▶ 課題 A: エントリーの冒頭から「of the dormer」を含む行までの範囲を、「番号」と「エントリー行」の2列を持つMarkdownの表に書き直せ。空行は除き、各行に行番号を付けること。

▶ 表示テキスト:
+ + + +

前6世紀中葉から小アジア西海岸のギリシア人諸市はアケメネス朝ペルシアの支配に入っていたが、前5世紀に入ると、ミレトスを中心とするイオニア諸市はこれに反乱を起こし、アテネは海軍を送って反乱を援助したが失敗した。ペルシアのダリウス大王はアテネの反乱援助を懲らしめるためにギリシア遠征軍を送り、ペルシア軍は、もとのアテネ僭主ヒッピアスを帰国させるためにマラトンに上陸した。これを迎え撃つ約1万のアテネ市民軍はほとんど独力でこれを撃退した(前490)。その後、ラウリオンで発見された銀鉱は、テミストクレスの発案によって大海軍の増強に使われ、これによってサラミス海戦の勝利(前480)の基礎を築いた。前479年アテネはスパルタと協力して、プラタイアイの戦いでペルシア大軍に勝利し、またアテネ海軍はイオニアのミカレ岬においてペルシア海軍を破った。ペルシア戦争におけるこれらの勝利は、東方的専制に対するポリス的自由の勝利を意味した。しかし、ペルシア軍の再来に備えるためにできたアテネを中心とするデロス同盟は、実質的にはアテネ帝国と今日よばれるようなアテネ支配圏を意味するようになり、同盟諸市の支払う貢租はアテネの国家財政を豊かにし、アクロポリスを公共建造物をもって飾ること、下層市民でも役人になれるように日当を支給することを可能にした。民主政はいっそう徹底して、市民ならだれでもアルコンになれることになった。ペリクレス指導下にアテネ民主政は完成し、保守派の牙城(がじょう)アレオパゴス会議の政治権力は奪取され、評議会、民衆裁判、民会の権限が拡大し、民会は名実ともに国家意思の最終決定機関として機能した。

+ + + +

▶ 演習用資料:
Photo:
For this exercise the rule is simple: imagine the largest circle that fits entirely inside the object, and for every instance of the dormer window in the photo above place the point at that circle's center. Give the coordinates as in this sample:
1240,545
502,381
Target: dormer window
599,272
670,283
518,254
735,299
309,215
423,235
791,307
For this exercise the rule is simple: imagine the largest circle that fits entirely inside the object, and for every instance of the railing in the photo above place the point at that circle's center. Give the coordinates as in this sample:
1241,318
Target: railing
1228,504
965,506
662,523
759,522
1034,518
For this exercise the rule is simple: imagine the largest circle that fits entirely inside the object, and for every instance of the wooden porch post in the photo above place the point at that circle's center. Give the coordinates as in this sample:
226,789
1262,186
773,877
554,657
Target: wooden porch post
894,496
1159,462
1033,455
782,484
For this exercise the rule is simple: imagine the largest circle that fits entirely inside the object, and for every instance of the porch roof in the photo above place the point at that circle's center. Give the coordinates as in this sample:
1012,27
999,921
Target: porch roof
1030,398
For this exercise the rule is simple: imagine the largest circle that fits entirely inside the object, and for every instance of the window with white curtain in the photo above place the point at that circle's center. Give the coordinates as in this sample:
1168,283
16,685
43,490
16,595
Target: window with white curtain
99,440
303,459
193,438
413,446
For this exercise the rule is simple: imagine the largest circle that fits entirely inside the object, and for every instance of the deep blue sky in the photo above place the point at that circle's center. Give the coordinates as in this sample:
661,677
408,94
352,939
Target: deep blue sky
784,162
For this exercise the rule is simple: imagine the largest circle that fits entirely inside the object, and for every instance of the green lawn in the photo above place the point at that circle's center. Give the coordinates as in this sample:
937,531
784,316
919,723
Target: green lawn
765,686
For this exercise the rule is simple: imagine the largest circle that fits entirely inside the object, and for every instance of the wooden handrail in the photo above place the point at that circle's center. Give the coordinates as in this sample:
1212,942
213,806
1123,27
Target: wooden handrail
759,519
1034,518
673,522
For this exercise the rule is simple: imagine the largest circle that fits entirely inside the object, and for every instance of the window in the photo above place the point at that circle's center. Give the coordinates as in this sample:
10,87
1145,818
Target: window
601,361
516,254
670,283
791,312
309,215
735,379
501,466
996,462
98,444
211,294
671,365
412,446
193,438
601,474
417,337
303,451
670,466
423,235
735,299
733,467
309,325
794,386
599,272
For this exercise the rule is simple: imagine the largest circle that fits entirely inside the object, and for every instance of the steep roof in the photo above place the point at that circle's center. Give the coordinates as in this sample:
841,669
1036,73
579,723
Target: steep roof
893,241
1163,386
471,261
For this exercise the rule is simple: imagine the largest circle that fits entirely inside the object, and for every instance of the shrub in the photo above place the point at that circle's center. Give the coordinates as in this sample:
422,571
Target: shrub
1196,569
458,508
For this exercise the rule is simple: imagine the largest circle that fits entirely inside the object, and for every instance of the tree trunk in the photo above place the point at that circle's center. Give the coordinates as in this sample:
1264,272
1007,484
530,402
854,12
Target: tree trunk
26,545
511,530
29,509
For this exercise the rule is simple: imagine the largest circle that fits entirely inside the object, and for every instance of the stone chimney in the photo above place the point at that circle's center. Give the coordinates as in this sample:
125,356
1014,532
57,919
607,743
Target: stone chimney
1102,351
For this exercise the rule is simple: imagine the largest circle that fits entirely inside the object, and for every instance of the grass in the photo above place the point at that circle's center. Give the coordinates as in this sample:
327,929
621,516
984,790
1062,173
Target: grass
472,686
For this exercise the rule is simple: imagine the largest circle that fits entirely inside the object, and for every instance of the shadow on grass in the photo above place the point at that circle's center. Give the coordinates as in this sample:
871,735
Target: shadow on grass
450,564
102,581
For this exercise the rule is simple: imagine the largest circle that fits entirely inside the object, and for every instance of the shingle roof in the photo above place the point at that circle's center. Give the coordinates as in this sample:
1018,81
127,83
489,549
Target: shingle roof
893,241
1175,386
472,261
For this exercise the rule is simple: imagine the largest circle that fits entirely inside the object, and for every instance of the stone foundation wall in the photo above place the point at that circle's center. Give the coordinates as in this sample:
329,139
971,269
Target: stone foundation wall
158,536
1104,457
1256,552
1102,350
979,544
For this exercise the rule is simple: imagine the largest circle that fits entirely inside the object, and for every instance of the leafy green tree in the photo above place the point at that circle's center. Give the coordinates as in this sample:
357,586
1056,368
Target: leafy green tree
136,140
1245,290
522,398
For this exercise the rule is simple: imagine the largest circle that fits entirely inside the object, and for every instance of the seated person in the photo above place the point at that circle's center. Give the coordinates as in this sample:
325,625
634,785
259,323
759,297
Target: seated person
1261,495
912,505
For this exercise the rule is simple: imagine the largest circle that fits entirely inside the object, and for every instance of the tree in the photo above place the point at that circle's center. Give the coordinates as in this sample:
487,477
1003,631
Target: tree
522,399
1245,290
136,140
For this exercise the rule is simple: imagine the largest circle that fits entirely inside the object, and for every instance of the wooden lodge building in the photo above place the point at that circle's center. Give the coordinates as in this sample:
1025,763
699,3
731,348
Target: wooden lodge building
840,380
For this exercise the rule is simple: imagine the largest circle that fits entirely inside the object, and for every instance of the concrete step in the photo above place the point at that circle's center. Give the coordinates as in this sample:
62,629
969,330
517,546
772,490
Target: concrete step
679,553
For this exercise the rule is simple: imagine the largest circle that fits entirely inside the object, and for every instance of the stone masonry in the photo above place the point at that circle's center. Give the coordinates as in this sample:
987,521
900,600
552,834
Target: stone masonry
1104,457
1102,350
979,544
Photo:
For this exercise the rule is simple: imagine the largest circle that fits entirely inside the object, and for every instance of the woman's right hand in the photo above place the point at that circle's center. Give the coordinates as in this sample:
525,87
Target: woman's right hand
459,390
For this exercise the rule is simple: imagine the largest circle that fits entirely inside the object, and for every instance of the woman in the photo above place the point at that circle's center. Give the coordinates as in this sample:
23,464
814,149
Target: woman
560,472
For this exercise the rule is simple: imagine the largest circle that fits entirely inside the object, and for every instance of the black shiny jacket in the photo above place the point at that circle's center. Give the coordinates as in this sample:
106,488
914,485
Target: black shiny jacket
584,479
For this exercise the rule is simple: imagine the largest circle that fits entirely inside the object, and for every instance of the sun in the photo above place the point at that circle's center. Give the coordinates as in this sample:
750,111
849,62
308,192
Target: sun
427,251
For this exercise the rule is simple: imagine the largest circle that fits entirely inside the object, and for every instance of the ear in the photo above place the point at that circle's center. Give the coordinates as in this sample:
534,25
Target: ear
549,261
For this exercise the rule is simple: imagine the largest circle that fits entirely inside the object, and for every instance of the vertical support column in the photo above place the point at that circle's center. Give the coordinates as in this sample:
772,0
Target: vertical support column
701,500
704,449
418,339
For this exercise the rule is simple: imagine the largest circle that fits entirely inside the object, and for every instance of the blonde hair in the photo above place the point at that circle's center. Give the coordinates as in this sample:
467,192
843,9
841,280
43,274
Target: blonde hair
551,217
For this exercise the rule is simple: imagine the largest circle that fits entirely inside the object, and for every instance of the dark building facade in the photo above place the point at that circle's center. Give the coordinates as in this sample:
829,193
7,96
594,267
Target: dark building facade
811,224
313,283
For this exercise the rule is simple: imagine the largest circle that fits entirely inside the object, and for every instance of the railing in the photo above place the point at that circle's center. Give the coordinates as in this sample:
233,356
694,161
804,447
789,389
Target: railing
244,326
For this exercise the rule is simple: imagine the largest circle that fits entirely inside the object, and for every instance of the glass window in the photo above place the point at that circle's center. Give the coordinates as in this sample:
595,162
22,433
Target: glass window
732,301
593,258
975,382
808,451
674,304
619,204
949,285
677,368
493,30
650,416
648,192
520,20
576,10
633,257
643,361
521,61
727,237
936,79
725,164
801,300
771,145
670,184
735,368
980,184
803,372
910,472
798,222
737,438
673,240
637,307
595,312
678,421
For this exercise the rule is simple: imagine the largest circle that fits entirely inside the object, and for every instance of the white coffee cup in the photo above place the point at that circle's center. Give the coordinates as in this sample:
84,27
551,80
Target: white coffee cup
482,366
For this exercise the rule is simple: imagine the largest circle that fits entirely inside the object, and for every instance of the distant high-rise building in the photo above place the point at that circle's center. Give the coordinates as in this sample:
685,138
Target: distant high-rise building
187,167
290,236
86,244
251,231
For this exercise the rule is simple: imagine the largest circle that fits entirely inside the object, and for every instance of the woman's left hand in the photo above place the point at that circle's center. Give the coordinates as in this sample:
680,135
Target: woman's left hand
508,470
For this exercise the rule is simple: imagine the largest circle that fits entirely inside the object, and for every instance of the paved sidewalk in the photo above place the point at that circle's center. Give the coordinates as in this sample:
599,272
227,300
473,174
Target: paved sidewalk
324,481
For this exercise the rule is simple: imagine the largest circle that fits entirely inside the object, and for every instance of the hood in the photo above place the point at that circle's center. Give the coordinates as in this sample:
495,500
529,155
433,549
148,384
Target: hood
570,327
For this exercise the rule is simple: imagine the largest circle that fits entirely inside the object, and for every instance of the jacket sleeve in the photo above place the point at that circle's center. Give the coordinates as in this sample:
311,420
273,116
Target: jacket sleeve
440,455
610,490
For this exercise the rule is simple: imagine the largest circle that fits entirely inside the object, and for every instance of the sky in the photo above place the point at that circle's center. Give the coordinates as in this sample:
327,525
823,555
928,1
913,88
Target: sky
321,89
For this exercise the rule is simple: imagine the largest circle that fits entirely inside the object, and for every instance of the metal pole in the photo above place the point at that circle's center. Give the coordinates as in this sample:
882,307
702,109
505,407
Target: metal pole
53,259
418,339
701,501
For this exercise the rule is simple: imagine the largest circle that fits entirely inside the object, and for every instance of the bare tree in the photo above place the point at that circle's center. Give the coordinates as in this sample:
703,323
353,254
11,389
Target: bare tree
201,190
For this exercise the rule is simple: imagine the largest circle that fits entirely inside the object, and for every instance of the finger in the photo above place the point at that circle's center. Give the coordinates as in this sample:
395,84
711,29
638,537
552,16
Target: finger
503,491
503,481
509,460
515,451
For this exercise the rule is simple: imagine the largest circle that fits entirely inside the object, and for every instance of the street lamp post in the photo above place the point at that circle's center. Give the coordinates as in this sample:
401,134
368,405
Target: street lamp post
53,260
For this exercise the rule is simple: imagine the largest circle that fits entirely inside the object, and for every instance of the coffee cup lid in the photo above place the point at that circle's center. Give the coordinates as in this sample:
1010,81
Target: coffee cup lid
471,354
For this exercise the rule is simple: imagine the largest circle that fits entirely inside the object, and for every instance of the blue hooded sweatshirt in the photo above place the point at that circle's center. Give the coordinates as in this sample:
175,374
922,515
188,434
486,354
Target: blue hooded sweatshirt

+ + + +

▶ 課題 B: ペルシア戦争とアテネ民主政を扱った表示テキストから、「前6世紀中葉から小アジア西海」から「最終決定機関として機能した。」までの範囲を一字も変えずに書き写せ。

▶ 課題の解答 A:
| 番号 | エントリー行 |
|---|---|
| 1 | Photo: |
| 2 | For this exercise the rule is simple: imagine the largest circle that fits entirely inside the object, and for every instance of the dormer window in the photo above place the point at that circle's center. Give the coordinates as in this sample: |

▶ 課題の解答 B:
前6世紀中葉から小アジア西海岸のギリシア人諸市はアケメネス朝ペルシアの支配に入っていたが、前5世紀に入ると、ミレトスを中心とするイオニア諸市はこれに反乱を起こし、アテネは海軍を送って反乱を援助したが失敗した。ペルシアのダリウス大王はアテネの反乱援助を懲らしめるためにギリシア遠征軍を送り、ペルシア軍は、もとのアテネ僭主ヒッピアスを帰国させるためにマラトンに上陸した。これを迎え撃つ約1万のアテネ市民軍はほとんど独力でこれを撃退した(前490)。その後、ラウリオンで発見された銀鉱は、テミストクレスの発案によって大海軍の増強に使われ、これによってサラミス海戦の勝利(前480)の基礎を築いた。前479年アテネはスパルタと協力して、プラタイアイの戦いでペルシア大軍に勝利し、またアテネ海軍はイオニアのミカレ岬においてペルシア海軍を破った。ペルシア戦争におけるこれらの勝利は、東方的専制に対するポリス的自由の勝利を意味した。しかし、ペルシア軍の再来に備えるためにできたアテネを中心とするデロス同盟は、実質的にはアテネ帝国と今日よばれるようなアテネ支配圏を意味するようになり、同盟諸市の支払う貢租はアテネの国家財政を豊かにし、アクロポリスを公共建造物をもって飾ること、下層市民でも役人になれるように日当を支給することを可能にした。民主政はいっそう徹底して、市民ならだれでもアルコンになれることになった。ペリクレス指導下にアテネ民主政は完成し、保守派の牙城(がじょう)アレオパゴス会議の政治権力は奪取され、評議会、民衆裁判、民会の権限が拡大し、民会は名実ともに国家意思の最終決定機関として機能した。